* [TASK TO CARRY OUT]: Every line of the data is to be transcribed as it stands.

* [RECORDS FOR PROCESSING]:

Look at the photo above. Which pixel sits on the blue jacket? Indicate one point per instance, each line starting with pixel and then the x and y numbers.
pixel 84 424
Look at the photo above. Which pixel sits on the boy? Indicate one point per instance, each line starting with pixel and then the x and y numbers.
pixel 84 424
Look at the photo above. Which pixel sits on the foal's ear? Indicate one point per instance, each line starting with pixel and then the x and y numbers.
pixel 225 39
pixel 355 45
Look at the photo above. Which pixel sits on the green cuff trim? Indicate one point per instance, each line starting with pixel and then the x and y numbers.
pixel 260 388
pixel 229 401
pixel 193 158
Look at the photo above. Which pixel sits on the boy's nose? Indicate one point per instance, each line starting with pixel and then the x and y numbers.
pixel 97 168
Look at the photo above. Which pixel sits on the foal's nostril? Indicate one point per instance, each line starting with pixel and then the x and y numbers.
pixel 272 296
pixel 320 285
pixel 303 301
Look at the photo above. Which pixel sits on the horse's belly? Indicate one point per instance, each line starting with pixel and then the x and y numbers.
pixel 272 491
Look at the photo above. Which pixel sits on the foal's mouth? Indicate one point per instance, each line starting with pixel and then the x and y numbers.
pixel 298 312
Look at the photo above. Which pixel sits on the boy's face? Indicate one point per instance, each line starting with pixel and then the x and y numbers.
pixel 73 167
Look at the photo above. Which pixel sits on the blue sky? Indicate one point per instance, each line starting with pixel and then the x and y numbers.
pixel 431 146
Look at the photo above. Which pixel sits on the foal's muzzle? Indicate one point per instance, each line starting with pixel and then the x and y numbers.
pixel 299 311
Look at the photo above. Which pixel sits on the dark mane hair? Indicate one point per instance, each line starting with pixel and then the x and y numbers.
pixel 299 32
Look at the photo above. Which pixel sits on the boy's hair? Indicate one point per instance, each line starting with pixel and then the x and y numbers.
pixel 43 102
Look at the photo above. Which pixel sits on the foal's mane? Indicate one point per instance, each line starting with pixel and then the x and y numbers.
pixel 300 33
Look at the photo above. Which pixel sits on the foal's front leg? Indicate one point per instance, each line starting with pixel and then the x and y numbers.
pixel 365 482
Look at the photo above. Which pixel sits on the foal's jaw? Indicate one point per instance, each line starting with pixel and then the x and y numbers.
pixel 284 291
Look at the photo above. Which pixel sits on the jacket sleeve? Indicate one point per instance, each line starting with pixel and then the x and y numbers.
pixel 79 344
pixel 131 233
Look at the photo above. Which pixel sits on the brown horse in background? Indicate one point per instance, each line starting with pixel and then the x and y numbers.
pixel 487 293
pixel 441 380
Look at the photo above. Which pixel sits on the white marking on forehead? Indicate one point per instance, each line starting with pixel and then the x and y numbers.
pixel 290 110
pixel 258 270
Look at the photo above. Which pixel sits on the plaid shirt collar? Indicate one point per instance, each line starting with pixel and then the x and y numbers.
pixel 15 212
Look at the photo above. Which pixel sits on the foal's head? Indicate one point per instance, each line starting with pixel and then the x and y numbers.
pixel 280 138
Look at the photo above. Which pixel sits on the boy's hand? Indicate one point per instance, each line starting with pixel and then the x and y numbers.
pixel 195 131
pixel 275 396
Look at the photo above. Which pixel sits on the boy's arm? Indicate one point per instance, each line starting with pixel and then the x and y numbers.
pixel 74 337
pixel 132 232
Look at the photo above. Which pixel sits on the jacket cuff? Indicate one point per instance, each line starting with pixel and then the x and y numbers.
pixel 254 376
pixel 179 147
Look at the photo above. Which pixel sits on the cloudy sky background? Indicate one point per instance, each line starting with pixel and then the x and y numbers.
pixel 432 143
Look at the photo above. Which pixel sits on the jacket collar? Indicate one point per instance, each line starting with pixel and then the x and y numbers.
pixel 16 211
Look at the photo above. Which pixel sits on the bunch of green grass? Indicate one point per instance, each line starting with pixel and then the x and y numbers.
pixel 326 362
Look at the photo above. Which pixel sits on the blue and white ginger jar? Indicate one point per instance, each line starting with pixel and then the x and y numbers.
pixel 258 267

* [THE COMPLETED TASK]:
Look at the photo above. Which pixel sits on the blue jacket? Indicate one point per instance, each line starting with pixel and then the x and y numbers.
pixel 84 424
Look at the photo above. Which pixel sits on the boy? Indicate one point per instance, each line starting with pixel and then the x and y numbers.
pixel 84 424
Look at the photo above. Which pixel sits on the foal's ear? Indicate one point per instance, each line starting with pixel and then the x and y numbers.
pixel 225 39
pixel 355 45
Look at the photo above. Which pixel sits on the green cuff trim? Indicate one point per instance, each line starting with pixel and then the x and y numbers.
pixel 260 388
pixel 229 401
pixel 193 158
Look at the photo above. Which pixel sits on the boy's nose? Indicate one point per instance, each line starting with pixel and then the x and y numbers.
pixel 97 168
Look at the photo above. Which pixel sits on the foal's nostril? Indicate one point per instance, each line starting with pixel and then the x and y numbers.
pixel 272 296
pixel 320 285
pixel 303 301
Look at the photo above. Which pixel sits on the horse's belly? Indicate one point per instance, each line starting with pixel and then the x and y numbers.
pixel 272 491
Look at the photo above. Which pixel sits on the foal's mouth? Indicate one point per instance, each line starting with pixel and then the x and y numbers.
pixel 298 312
Look at the photo above. Which pixel sits on the boy's face? Indicate one point per instance, each line starting with pixel and then the x and y numbers.
pixel 73 167
Look at the photo above. Which pixel sits on the blue sky? Indicate one point per instance, each line starting with pixel and then the x and y numbers.
pixel 431 146
Look at the photo above. Which pixel sits on the foal's muzzle? Indicate one point per instance, each line starting with pixel and then the x and y numbers.
pixel 299 311
Look at the photo above. Which pixel sits on the dark mane hair? Indicate one point per instance, each line starting with pixel and then the x and y numbers.
pixel 299 32
Look at the photo above. Which pixel sits on the boy's hair? Indicate one point per instance, each line starting with pixel and then the x and y numbers.
pixel 43 102
Look at the photo above. Which pixel sits on the foal's mane? Indicate one point per instance, each line starting with pixel and then the x and y numbers.
pixel 300 33
Look at the photo above. Which pixel sits on the foal's front leg? Indicate one point per instance, each line starting with pixel and then the x and y numbers.
pixel 365 482
Look at the photo above. Which pixel sits on the foal's jaw? Indicate one point per instance, each line starting with pixel and then the x and y numbers.
pixel 284 291
Look at the photo above. Which pixel sits on the jacket sleeve? Indicate one point per instance, each line starting with pixel and then the x and y numbers.
pixel 79 344
pixel 131 233
Look at the photo above. Which pixel sits on the brown horse in background? Indicate one point per instance, each line starting with pixel and then the x and y numbers.
pixel 487 293
pixel 441 380
Look at the photo above. Which pixel sits on the white marking on forehead? Indicate one point per instance, each line starting with pixel and then the x and y numbers.
pixel 290 110
pixel 258 270
Look at the photo above. Which pixel sits on the plaid shirt collar? Indicate one point per instance, each line starting with pixel and then the x and y numbers.
pixel 15 212
Look at the photo above. Which pixel sits on the foal's head? Indicate one point per instance, each line starting with pixel and then the x and y numbers.
pixel 280 138
Look at the photo above. Which pixel sits on the boy's hand? Indicate one point per instance, each line starting with pixel and then the x and y numbers.
pixel 195 131
pixel 275 396
Look at the photo above. Which pixel sits on the boy's arm? Indicate one point per instance, each line starting with pixel and then the x and y numbers.
pixel 74 337
pixel 132 232
Look at the photo above. Which pixel sits on the jacket cuff? Indicate one point per instance, each line starting with pixel and then the x and y numbers.
pixel 254 376
pixel 179 147
Look at the photo above. Which pixel sits on the cloudy sky background? Indicate one point per instance, each line starting with pixel and then the x and y numbers.
pixel 432 143
Look at the photo above. Which pixel sits on the jacket collar? Indicate one point per instance, each line starting with pixel and then the x and y numbers.
pixel 16 211
Look at the photo above. Which pixel sits on the bunch of green grass? Indicate one point per instance, each line starting with pixel and then the x and y numbers.
pixel 326 362
Look at the photo above. Which pixel sits on the blue and white ginger jar? Indicate one point per instance, each line starting with pixel and then the x and y numbers.
pixel 258 267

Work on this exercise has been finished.